◆ **PASSAGE FOR REVIEW**
It's not a bad movie per se and I really liked the set up and atmosphere but the virus/language thing pretty much destroyed all believability for me.
This probably would have worked better as a Twilight Zone episode or something. As for IFC productions, I highly recommend The Skeptic. One of the better films I've seen in some time.

3mnkids

This is one of my favorite movies, in the top 10 for sure   :teddyr:   I watch it a lot.   
There's no worse feeling than that millisecond you're sure you are going to die after leaning your chair back a little too far~ ruminations

Monster Jungle X-Ray

Well a lot can be said about language being thought of as a sort of virus, it infects us all (well the majority of us anyways) and replicates and mutates into new forms all the time. Why not use that as a vehicle for some unknown/alien contagion? It was highly original and unique, for a genre that is quickly being filled with inferior stories/producitons. I thought the film was well crafted, and it plays out like Orson Welles' War of the Worlds broadcast, just with a zombie plague. Definitely worth a rental if you are curious about something different than the standard zombie movie.
" Society doesn't accept us because of what we are, so we're an enemy of society. " - Pa Mooney, THE RATS ARE COMING! THE WEREWOLVES ARE HERE!

Mofo Rising

"From symbiosis to parasitism is a short step. The word is now a virus. The flu virus may have once been a healthy lung cell. It is now a parasitic organism that invades and damages the central nervous system. Modern man has lost the option of silence. Try halting sub-vocal speech. Try to achieve even ten seconds of inner silence. You will encounter a resisting organism that forces you to talk. That organism is the word."

◆ **EXERCISE DIRECTIONS**
Which titles of films, shows, or broadcasts are named in the movie discussion?

Dataset entries:
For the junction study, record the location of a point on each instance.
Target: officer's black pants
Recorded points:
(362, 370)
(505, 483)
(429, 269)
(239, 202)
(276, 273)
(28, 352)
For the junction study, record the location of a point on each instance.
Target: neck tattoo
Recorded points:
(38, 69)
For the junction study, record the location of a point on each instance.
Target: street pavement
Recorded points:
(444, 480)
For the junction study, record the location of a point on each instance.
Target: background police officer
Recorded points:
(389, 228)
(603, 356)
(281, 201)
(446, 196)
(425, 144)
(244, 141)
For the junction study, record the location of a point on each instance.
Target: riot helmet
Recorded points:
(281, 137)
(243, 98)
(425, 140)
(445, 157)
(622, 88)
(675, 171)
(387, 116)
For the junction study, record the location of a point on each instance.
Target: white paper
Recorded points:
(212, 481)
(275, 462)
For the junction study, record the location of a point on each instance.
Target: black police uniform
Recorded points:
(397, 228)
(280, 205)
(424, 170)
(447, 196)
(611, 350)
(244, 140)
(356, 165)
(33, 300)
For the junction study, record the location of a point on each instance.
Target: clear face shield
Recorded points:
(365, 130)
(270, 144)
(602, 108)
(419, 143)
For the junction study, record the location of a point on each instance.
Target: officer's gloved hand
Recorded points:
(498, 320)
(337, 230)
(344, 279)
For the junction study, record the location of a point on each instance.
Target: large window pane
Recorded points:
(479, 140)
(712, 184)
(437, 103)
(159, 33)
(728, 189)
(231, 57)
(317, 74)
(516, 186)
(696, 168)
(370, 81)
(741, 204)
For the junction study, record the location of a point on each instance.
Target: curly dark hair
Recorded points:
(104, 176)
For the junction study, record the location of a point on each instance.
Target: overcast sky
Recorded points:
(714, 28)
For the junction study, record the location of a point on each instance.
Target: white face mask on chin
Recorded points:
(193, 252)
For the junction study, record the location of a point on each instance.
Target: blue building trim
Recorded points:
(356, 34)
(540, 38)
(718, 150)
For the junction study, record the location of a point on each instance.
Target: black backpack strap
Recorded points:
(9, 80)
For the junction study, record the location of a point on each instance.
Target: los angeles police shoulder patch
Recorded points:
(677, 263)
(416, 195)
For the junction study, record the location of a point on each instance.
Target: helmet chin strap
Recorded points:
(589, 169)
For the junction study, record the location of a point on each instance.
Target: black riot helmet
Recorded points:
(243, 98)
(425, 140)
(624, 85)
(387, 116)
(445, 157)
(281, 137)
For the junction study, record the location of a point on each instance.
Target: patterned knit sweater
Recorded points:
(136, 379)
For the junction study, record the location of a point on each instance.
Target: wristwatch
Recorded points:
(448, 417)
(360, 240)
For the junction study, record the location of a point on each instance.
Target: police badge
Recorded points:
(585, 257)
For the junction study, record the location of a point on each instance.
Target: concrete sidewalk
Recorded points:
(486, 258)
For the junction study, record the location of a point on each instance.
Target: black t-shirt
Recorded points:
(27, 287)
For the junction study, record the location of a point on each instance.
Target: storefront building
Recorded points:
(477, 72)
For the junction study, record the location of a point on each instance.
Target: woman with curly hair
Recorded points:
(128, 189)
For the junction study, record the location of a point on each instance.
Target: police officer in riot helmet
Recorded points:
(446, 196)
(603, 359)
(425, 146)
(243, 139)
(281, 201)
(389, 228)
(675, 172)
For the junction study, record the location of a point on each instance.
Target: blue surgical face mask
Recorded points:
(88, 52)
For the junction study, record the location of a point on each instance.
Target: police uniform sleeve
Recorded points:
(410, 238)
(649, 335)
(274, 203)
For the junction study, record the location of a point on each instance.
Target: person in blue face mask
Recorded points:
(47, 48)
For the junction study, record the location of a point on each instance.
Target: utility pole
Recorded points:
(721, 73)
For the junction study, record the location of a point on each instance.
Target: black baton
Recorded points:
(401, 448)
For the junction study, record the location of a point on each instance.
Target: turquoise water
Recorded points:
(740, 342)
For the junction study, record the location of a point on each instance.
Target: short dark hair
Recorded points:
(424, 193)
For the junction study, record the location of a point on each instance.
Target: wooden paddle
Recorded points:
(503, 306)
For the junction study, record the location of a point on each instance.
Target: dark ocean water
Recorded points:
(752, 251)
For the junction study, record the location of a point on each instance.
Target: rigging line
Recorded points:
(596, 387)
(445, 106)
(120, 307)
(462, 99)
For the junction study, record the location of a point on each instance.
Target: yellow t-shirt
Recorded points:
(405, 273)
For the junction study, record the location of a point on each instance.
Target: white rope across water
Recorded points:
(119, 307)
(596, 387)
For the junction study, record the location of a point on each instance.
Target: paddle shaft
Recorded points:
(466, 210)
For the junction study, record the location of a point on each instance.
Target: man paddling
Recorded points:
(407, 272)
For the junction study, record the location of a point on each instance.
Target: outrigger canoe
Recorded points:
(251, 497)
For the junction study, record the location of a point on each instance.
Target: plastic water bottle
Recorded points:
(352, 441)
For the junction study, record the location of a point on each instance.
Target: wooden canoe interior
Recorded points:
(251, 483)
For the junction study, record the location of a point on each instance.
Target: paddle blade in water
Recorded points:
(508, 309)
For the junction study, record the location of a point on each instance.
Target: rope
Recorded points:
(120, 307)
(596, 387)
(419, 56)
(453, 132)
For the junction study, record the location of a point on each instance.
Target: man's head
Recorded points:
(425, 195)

--

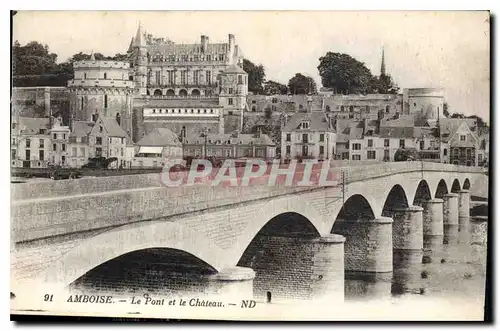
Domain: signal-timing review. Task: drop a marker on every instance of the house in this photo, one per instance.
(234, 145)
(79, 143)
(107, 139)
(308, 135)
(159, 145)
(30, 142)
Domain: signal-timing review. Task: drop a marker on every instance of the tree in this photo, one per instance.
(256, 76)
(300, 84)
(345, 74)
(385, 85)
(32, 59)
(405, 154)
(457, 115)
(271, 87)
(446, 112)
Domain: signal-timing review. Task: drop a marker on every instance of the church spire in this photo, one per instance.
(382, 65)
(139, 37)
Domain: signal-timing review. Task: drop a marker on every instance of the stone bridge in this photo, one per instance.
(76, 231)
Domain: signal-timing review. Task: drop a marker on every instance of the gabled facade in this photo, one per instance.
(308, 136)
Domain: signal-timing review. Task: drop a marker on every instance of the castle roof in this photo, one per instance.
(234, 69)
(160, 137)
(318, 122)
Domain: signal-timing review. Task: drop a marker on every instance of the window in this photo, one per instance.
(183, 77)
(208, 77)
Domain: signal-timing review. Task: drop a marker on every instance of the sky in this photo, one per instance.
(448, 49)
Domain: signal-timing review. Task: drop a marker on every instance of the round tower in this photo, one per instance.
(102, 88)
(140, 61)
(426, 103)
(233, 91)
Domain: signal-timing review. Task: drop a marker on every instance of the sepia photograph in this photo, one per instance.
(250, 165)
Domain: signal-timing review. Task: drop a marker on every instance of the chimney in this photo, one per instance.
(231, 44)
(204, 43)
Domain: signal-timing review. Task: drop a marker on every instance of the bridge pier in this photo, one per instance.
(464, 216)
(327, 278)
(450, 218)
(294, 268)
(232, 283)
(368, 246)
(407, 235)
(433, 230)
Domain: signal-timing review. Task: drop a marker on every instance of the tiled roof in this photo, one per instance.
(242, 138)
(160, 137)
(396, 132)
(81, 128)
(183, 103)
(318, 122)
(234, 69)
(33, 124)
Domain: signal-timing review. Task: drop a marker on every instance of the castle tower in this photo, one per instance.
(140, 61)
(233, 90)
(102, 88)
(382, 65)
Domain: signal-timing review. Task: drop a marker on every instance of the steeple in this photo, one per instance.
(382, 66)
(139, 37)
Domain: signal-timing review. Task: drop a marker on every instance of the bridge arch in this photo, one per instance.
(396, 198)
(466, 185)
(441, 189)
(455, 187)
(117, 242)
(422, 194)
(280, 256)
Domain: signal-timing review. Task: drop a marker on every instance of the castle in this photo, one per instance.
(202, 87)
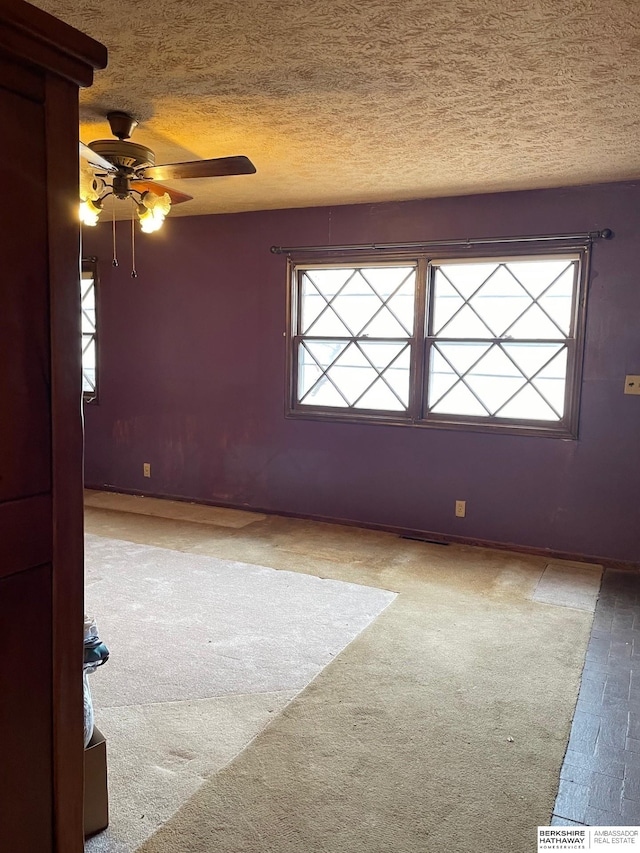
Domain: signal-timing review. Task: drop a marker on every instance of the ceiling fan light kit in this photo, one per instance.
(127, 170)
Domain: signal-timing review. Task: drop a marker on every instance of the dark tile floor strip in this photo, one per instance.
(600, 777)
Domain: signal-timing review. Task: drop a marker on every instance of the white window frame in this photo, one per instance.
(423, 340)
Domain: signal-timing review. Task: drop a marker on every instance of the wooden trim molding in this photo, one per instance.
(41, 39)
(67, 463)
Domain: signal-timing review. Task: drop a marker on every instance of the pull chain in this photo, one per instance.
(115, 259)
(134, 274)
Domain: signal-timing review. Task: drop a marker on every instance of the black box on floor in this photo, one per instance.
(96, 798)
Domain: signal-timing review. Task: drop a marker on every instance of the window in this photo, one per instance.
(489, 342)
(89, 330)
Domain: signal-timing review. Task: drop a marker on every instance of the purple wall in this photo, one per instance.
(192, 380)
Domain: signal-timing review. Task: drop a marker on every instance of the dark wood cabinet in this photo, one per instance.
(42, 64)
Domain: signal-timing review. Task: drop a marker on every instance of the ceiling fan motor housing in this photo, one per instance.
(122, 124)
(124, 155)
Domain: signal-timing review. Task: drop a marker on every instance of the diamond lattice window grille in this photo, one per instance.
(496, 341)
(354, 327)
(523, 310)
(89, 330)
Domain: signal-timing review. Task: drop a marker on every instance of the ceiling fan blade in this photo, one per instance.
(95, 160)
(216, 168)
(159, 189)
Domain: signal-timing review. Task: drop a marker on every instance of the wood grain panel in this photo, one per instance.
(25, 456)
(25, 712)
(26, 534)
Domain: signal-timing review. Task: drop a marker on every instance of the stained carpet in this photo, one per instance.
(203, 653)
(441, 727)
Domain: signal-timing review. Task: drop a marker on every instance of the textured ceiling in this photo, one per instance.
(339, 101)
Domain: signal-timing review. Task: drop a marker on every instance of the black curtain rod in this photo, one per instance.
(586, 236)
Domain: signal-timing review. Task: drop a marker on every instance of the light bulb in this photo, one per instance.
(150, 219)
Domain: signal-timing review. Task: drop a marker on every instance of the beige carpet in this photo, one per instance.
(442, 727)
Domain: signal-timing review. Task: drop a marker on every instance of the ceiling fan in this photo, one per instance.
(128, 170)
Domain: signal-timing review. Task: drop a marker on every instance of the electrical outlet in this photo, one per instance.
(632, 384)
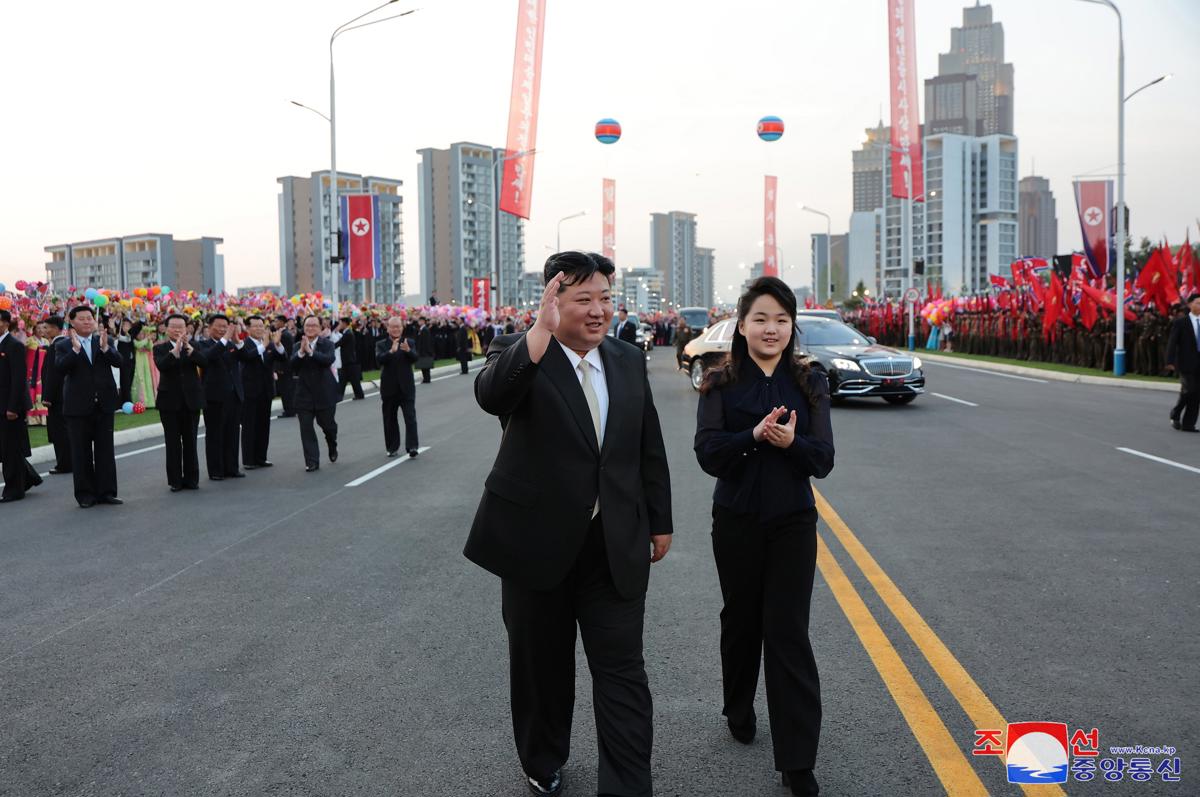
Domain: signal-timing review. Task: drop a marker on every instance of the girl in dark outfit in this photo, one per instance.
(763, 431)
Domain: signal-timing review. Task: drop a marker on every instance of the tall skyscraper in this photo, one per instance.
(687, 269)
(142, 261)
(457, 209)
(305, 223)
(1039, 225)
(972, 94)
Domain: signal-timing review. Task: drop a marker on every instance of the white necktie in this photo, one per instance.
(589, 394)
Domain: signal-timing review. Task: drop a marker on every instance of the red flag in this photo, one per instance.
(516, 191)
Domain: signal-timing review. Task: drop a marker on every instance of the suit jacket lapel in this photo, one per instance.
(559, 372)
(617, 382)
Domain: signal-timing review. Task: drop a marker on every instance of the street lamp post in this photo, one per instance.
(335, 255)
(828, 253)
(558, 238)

--

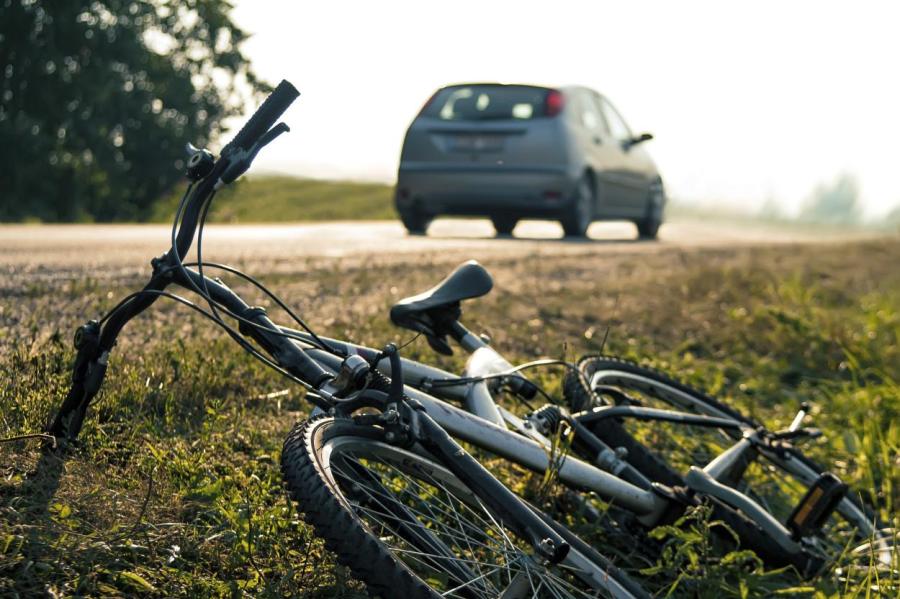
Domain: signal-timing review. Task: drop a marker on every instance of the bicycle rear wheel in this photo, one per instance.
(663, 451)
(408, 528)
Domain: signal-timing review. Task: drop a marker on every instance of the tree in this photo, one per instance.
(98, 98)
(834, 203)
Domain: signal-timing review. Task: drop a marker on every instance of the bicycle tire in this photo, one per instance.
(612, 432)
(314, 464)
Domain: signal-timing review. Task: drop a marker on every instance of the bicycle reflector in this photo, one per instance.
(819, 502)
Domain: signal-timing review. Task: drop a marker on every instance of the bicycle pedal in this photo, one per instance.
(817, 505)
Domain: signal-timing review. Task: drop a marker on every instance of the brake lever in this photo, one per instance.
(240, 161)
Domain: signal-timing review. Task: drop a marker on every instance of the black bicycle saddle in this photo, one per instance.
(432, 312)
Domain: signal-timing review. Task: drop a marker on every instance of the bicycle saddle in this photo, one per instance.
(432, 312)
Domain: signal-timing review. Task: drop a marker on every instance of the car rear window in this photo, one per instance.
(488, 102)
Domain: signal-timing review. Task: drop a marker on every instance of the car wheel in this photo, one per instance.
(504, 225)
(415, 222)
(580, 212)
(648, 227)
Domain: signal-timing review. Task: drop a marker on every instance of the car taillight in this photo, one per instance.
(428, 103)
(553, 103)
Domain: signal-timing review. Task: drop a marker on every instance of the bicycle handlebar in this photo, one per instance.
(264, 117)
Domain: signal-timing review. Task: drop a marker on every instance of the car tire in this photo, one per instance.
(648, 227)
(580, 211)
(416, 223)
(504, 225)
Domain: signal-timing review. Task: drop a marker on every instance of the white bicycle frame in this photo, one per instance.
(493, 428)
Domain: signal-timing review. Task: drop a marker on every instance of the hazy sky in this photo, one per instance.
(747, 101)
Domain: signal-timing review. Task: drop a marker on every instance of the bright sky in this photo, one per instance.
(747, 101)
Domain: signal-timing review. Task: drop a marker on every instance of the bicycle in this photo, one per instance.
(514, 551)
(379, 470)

◆ **SOLUTION**
- Twilight Zone
- The Skeptic
- War of the Worlds
- THE RATS ARE COMING! THE WEREWOLVES ARE HERE!